Copy out verbatim the stretch of the magazine captions from "But washing-machines and" through "them these days.".
##### PASSAGE TO READ #####
Year of origin 1945.

That was the year when we all stopped throwing hot lead and sizzling iron at each other and the sexy but militant girls in the Army, Navy and Air Force went happily back to civvy street to forget their militancy and rehabilitate their wriggles.

It was also the year when lovely LISA SCOTT was born. It was a vintage year for babies both beautiful and cuddly. When Charley Grapevine was born the top fell off a mountain somewhere and in the Falkland Islands it rained for six months solid. Charley’s year was non-vintage.

Latterly a secretary, Lisa’s current ambition is to be a successful model, and she’s got a yen for eating candy or washing whiter than white in TV commercials. Well, if we have to have all those soap flakes, let’s have them wrapped around Lisa.

Washing-machines and soap powders are purely utilitarian.

But washing-machines and soap powders and Lisa are delightful. “Mum, come and turn the telly off—dad's temperature’s gone up again.”

Karin Reali

Excuse Me

Caught with a slipped clip as she prepares to alight from her car is KARIN REALI, West German film starlet, wondering, like so many other girls, why nobody makes a car from which a lady may alight without a leg show.

Jackie Taylor

Follow the Girls

One can’t help but follow them these days.
##### INFORMATION GIVEN #####
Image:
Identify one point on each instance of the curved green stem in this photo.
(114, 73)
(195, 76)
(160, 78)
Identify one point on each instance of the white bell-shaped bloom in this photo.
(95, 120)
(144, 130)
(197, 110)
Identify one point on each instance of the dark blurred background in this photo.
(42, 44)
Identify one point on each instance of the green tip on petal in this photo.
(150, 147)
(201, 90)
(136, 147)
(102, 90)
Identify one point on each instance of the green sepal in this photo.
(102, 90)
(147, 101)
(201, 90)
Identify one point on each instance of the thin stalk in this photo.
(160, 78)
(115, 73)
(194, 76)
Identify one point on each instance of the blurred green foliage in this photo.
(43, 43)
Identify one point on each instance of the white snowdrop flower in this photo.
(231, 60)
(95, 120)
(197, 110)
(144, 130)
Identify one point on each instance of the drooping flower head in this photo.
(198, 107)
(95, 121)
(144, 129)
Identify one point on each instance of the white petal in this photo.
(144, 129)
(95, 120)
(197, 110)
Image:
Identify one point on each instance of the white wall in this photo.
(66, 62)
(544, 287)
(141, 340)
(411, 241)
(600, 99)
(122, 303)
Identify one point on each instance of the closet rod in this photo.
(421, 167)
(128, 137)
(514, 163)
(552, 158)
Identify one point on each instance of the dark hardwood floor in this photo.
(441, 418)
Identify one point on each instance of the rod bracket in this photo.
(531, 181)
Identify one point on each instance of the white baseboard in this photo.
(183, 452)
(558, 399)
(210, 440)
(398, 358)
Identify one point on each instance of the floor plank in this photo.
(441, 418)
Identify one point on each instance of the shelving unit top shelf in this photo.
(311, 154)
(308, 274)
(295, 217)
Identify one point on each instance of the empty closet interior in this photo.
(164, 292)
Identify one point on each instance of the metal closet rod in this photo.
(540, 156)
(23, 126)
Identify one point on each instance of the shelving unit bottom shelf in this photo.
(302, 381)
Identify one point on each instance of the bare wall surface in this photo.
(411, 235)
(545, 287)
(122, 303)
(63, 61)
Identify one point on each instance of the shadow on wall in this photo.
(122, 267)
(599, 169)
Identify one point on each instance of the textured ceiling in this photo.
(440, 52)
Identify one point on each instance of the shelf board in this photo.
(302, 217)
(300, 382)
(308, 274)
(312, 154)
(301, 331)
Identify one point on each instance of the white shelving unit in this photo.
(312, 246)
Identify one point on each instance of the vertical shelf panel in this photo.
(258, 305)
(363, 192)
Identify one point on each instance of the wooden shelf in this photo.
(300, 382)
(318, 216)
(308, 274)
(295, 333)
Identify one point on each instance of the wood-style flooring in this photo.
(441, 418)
#####
OUTPUT.
But washing-machines and soap powders and Lisa are delightful. “Mum, come and turn the telly off—dad's temperature’s gone up again.”

Karin Reali

Excuse Me

Caught with a slipped clip as she prepares to alight from her car is KARIN REALI, West German film starlet, wondering, like so many other girls, why nobody makes a car from which a lady may alight without a leg show.

Jackie Taylor

Follow the Girls

One can’t help but follow them these days.